TASK DESCRIPTION: Please copy all of the data below word for word, leaving the pictures out of your answer.

** start of DATA FOR PROCESSING **

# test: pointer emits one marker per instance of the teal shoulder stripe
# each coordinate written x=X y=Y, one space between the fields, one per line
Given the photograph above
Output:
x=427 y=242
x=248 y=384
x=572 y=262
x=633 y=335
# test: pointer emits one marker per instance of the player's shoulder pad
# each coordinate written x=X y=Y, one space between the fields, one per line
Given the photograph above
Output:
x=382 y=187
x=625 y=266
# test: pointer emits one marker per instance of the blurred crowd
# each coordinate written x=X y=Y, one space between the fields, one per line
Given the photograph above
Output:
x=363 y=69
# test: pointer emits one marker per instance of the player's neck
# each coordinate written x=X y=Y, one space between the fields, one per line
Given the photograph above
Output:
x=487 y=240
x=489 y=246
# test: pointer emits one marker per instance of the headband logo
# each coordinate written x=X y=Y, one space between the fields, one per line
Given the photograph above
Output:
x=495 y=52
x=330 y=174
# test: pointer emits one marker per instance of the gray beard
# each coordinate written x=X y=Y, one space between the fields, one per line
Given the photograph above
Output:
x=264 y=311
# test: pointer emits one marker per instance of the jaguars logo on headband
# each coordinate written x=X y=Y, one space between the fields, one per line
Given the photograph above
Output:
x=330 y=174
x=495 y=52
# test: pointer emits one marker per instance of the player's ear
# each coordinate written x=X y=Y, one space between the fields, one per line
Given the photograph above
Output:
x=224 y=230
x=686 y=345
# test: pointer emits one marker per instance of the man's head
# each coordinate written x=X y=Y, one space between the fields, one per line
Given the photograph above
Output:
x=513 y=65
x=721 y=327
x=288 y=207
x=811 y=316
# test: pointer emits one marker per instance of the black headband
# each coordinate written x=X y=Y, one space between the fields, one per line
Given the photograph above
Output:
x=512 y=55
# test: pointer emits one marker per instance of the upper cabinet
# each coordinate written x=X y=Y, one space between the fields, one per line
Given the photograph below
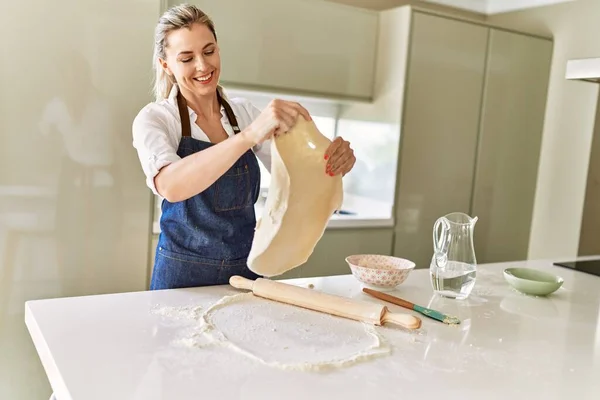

** end of DATA FOR PROCESSING **

TASK SOLUTION:
# test: pointer emits one marker per instance of the teal shoulder stripe
# each coordinate written x=X y=Y, one space between the fields, one per line
Given the photograph above
Output:
x=427 y=242
x=248 y=384
x=572 y=262
x=633 y=335
# test: pointer emits one marker per instance of the player's shoulder pad
# each coordinate written x=X y=Y, one space between the fields, one per line
Given the photograph above
Output:
x=382 y=187
x=625 y=266
# test: pointer emits one marker per instance of the blurred crowd
# each coordinate written x=X y=Y, one space between the fields, one per line
Given the photograph above
Output:
x=363 y=69
# test: pointer emits one marker per instance of the player's neck
# each coordinate written x=X y=Y, one space between the fields, one per line
Given the photograph above
Output:
x=487 y=240
x=489 y=246
# test: pointer emits one marker per instance of the headband logo
# each coordinate written x=X y=Y, one space between the fields, one per line
Given the photograph above
Output:
x=495 y=52
x=330 y=174
# test: pointer emits one marker per instance of the gray beard
# each coordinate written x=X y=Y, one space between the fields, one per line
Given the photograph above
Output:
x=264 y=311
# test: pointer emits one marker per instance of the jaguars logo on headband
# each coordinate written x=X y=Y, one space between the fields, one per line
Given the photograph above
Output:
x=330 y=174
x=495 y=52
# test: pointer emits one marker per instance of the player's ear
# each coordinate written x=X y=Y, one space between the fields, one per line
Given the photograph above
Output:
x=224 y=230
x=686 y=345
# test: pointer emits one marker per instance of the man's head
# each coordinate written x=X y=Y, one space between the fields, one per line
Given the photograph above
Output:
x=513 y=65
x=721 y=327
x=288 y=207
x=811 y=316
# test: pointer emits one marker per instance of the black headband
# each coordinate written x=X y=Y, one space between the fields, one per line
Given the photograph above
Output:
x=512 y=55
# test: pointer emits one marker per instance of the upper cabinet
# each coordinate written x=X y=Y, one space between the fields, one per line
Given the photograph below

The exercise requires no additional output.